### [TO DO]
Render the records below as a two-column CSV with the header command,mask, giving each record one row. Put the record's full command text in the command field and its answer in the mask field, with each field enclosed in quotes and every line break turned into a space.

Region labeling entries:

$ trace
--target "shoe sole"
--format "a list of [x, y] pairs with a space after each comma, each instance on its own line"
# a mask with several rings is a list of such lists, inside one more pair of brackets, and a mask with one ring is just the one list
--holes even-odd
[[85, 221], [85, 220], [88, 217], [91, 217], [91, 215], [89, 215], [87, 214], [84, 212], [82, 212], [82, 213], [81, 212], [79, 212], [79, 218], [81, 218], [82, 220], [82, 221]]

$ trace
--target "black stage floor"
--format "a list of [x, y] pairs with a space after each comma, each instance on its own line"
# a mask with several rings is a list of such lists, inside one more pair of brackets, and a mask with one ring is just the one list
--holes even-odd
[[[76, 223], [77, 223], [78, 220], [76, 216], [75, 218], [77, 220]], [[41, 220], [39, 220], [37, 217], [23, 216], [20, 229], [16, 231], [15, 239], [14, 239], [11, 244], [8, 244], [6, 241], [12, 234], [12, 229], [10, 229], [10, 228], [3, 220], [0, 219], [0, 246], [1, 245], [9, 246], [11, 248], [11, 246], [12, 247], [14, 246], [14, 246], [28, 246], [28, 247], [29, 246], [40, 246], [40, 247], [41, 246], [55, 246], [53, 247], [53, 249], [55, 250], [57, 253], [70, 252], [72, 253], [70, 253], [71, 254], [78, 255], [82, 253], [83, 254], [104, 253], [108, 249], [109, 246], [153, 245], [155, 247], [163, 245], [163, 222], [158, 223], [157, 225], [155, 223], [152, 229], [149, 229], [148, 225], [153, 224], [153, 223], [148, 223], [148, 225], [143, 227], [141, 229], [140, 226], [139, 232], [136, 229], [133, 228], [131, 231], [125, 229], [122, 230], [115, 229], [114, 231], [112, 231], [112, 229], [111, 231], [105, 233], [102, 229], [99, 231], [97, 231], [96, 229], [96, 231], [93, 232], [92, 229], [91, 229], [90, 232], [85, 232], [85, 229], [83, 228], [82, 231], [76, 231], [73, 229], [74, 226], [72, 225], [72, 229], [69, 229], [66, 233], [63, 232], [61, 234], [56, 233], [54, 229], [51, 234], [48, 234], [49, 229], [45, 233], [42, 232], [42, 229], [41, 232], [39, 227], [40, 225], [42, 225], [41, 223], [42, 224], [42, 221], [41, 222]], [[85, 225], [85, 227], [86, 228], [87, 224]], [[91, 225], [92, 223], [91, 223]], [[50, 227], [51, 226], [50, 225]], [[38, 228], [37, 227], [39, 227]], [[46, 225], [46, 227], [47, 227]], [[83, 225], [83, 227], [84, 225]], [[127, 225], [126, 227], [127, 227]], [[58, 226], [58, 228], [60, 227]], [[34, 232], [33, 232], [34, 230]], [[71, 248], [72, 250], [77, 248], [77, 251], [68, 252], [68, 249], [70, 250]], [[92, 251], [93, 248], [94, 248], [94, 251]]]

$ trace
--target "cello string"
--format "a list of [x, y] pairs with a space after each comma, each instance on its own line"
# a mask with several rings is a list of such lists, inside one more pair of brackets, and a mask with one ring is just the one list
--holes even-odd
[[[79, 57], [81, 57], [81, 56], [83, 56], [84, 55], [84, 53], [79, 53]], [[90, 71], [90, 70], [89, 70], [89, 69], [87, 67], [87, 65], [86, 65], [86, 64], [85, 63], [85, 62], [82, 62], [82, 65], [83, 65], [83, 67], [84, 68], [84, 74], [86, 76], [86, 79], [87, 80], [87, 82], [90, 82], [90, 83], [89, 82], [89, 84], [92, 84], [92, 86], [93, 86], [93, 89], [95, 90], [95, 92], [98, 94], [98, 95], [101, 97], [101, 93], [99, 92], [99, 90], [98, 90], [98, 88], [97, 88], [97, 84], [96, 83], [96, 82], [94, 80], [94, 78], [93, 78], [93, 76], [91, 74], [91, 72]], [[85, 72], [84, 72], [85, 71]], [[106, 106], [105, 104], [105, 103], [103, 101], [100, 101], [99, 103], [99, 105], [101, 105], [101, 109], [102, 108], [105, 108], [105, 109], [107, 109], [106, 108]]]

### [FULL SOLUTION]
command,mask
"$ trace --target ""shoe sole"" --format ""a list of [x, y] pairs with a space after each comma, each instance on its own line"" # a mask with several rings is a list of such lists, inside one more pair of brackets, and a mask with one ring is just the one list --holes even-odd","[[85, 221], [85, 220], [88, 217], [91, 217], [91, 215], [89, 215], [87, 214], [84, 212], [82, 212], [82, 213], [81, 212], [79, 212], [79, 218], [81, 218], [82, 220], [82, 221]]"
"$ trace --target ""black stage floor"" --format ""a list of [x, y] pairs with a space after each comma, each instance on its own line"" # a mask with several rings is a list of such lists, inside one more pair of brackets, and a mask with one ring is just the one list --holes even-odd","[[[76, 223], [77, 223], [78, 220], [76, 216], [75, 218], [77, 220]], [[41, 220], [39, 220], [37, 217], [23, 216], [20, 229], [16, 231], [15, 239], [14, 239], [11, 244], [8, 244], [6, 241], [12, 234], [12, 229], [10, 229], [10, 228], [3, 220], [0, 219], [0, 246], [1, 245], [9, 246], [11, 248], [11, 246], [12, 247], [14, 246], [14, 246], [28, 246], [28, 247], [29, 246], [40, 246], [40, 247], [41, 246], [55, 246], [53, 247], [53, 249], [55, 250], [57, 253], [70, 252], [72, 253], [70, 253], [71, 254], [78, 255], [82, 253], [83, 254], [104, 253], [108, 249], [109, 246], [153, 245], [155, 247], [163, 245], [163, 222], [158, 223], [157, 225], [155, 223], [152, 229], [149, 229], [148, 225], [153, 224], [153, 223], [148, 223], [148, 225], [143, 227], [141, 229], [140, 226], [139, 232], [136, 229], [133, 228], [131, 231], [125, 229], [122, 230], [115, 229], [114, 231], [112, 231], [112, 229], [111, 231], [105, 233], [102, 229], [99, 231], [97, 231], [96, 229], [96, 231], [93, 232], [92, 229], [91, 229], [90, 232], [85, 232], [85, 229], [83, 228], [82, 231], [76, 231], [73, 229], [74, 226], [72, 225], [72, 229], [69, 229], [66, 233], [63, 232], [61, 234], [56, 233], [54, 229], [51, 234], [48, 234], [49, 229], [45, 233], [42, 232], [42, 229], [41, 232], [39, 227], [40, 225], [42, 225], [41, 223], [42, 224], [42, 221], [41, 222]], [[85, 225], [85, 227], [86, 228], [87, 224]], [[91, 225], [92, 223], [91, 223]], [[50, 227], [51, 226], [50, 225]], [[38, 228], [37, 227], [39, 227]], [[46, 225], [46, 227], [47, 227]], [[83, 225], [83, 227], [84, 225]], [[127, 225], [126, 227], [127, 227]], [[58, 226], [58, 228], [60, 227]], [[34, 232], [33, 232], [34, 230]], [[71, 248], [72, 250], [77, 248], [77, 251], [68, 252], [68, 249], [70, 250]], [[92, 251], [93, 248], [94, 248], [94, 251]]]"
"$ trace --target ""cello string"" --format ""a list of [x, y] pairs with a space after each comma, each instance on its own line"" # a mask with several rings is a list of such lists, inside one more pair of brackets, and a mask with one ring is just the one list --holes even-odd","[[[79, 57], [81, 57], [81, 56], [83, 56], [84, 55], [84, 53], [79, 53]], [[90, 71], [90, 70], [89, 70], [89, 69], [87, 67], [87, 65], [86, 65], [86, 64], [85, 63], [85, 62], [82, 62], [82, 65], [83, 65], [83, 67], [84, 68], [84, 74], [86, 76], [86, 79], [87, 80], [87, 82], [90, 82], [90, 83], [89, 82], [89, 84], [92, 84], [92, 86], [93, 86], [93, 89], [95, 90], [95, 92], [98, 94], [98, 95], [101, 97], [101, 93], [99, 92], [99, 90], [98, 90], [98, 88], [97, 88], [97, 84], [96, 83], [96, 82], [94, 80], [94, 78], [93, 78], [93, 76], [91, 74], [91, 72]], [[85, 72], [84, 72], [85, 71]], [[106, 106], [105, 104], [105, 103], [103, 101], [100, 101], [99, 103], [99, 105], [101, 105], [101, 109], [102, 108], [105, 108], [105, 109], [107, 109], [106, 108]]]"